**EXERCISE INSTRUCTIONS**
Extend the discussion about teaching to the test, starting right after its final sentence.

**TEXT SHOWN**
▼
One of the things I love about talking about pedagogy with you is how deeply you think about *why* we choose to teach what we do and then *how* we might approach the subject. I think in the past, we haven’t talked as much about how to assess whether students have acquired the skills we are trying to impart. I look forward to thinking about this more in the context of courses we teach.
I was thinking a bit more about the incentives for teachers to “teach to the test,” and how this external incentive can short-circuit other ideals teachers should strive for. In my experience/reality, teachers “look good–” and are sometimes paid better– when their students score highly on tests designed from some outside source. One way to get results is to over-prep students for these tests like Sarah mentioned in her AP Stats class. But such an approach comes at a cost: students’ appreciation of the subject, their long-term understanding of the subject, their interest, motivation, and engagement with the important ideas. I think, however, that the best teachers can integrate a thorough knowledge of both the subject matter AND the nature of standardized assessments to design experiences that motivate, engage, educate, and prepare students. This takes a lot of preparation on the part of teachers: subject preparation, understanding of test makers’ intentions/perspective, and some design ingenuity.
My idea of what “teaching to the test” is seems to differ somewhat from yours, probably because to me it does carry a bit of a negative connotation and I feel like a certain amount of teaching to the test is really necessary for people to do well on tests.
I agree with a lot of what Sarah said… namely the bits about AP Stats (and other AP classes) putting more emphasis on working previous AP questions than learning the actual material. The same goes for PSAT/SAT prep sessions. I suppose multiple choice test taking is a skill, but if a student is taught to be able to pick out answers based on similarites in answer choices rather than the actual material, that is sad. Also incredibly frustrating — I had a friend in high school who was very good at taking tests, and as a result passed out of AP Calculus. He never actually learned the material, however, and was constantly asking me for help with even the simplest integrals for his homework.
▲
(Data drawn from a collection)
▼
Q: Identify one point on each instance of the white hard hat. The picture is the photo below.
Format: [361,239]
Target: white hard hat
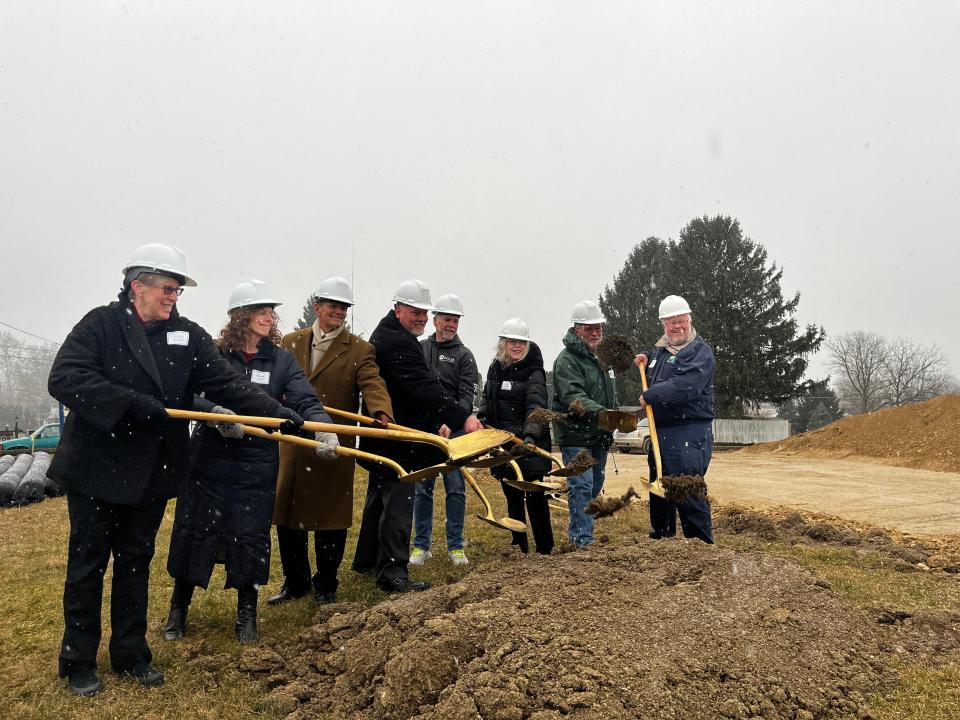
[161,259]
[251,292]
[673,305]
[586,312]
[415,294]
[336,289]
[448,305]
[515,329]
▲
**RESULT OF THE EXERCISE**
To me, teaching to the test (in terms of material rather than mechanics of the test) applies more in non-math subjects. In math you could memorize formulas and such, but there is still a level of critical thinking you have to be able to apply to answer questions on the test. On the other hand, one of my distinct memories from high school is taking a Latin examination with others from other schools in the area. My school did very well, and the popular opinion was that it was all the more impressive because our teacher did not “teach to the test” as the teachers from the other schools did. Really what that meant was that they were drilled and made to memorize facts that were useful only really in the context of the tests. Such rote memorization can only get you so far in math, I feel, and thus perhaps at least my definition of teaching to the test applies less to math.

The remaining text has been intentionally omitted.